INFORMATION PROVIDED
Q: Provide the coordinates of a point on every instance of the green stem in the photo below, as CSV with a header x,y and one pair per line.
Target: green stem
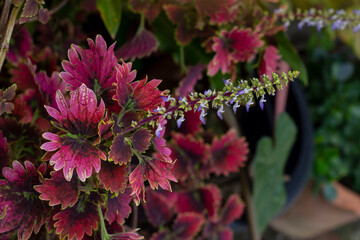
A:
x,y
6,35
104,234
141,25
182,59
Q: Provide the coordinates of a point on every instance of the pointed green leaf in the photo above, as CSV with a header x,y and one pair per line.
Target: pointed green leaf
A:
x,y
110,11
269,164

---

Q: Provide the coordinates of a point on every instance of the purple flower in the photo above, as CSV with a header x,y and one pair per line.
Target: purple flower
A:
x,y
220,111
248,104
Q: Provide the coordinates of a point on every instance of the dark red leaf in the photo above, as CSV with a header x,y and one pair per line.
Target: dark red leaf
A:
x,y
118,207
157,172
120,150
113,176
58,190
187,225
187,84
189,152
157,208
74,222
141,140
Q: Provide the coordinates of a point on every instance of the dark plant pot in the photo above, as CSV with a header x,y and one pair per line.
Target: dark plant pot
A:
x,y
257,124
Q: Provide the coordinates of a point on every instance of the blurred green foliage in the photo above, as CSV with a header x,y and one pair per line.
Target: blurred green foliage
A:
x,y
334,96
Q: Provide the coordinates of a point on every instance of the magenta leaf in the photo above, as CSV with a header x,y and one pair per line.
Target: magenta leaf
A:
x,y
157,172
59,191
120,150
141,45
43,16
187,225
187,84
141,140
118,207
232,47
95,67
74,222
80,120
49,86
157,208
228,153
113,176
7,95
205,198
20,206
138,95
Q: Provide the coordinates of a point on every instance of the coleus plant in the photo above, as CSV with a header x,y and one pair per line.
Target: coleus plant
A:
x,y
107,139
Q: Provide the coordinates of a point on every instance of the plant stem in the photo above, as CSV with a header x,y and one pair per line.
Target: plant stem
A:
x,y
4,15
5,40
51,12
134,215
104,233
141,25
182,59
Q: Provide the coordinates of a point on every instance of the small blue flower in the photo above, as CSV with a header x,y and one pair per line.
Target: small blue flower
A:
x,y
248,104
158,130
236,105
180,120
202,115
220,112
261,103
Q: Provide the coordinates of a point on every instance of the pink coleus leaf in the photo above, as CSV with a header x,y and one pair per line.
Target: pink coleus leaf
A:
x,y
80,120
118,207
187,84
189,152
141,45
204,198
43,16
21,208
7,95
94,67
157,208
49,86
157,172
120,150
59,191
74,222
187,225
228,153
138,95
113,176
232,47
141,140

* * *

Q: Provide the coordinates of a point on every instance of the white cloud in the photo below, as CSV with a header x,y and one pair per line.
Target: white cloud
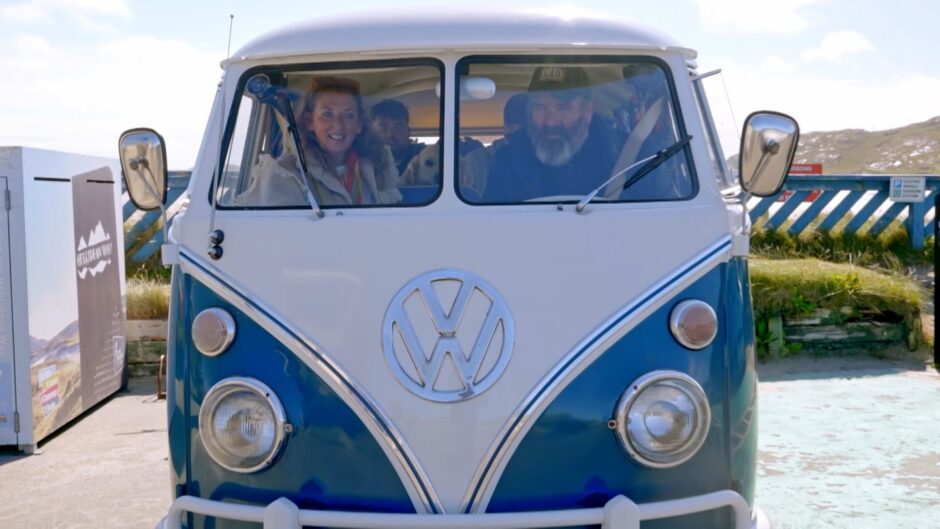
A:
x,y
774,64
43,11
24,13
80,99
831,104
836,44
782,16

WHAT YOU ARE ASKED TO DO
Pull out every line of the records above that contains the string "white", matching case exactly, and copy each of those lines.

FINAL RESULT
Q: Provide the coordinates of a point on every instance of the white cloud in the photo below, as CSV with a header x,y and one pair per line.
Target: white cloud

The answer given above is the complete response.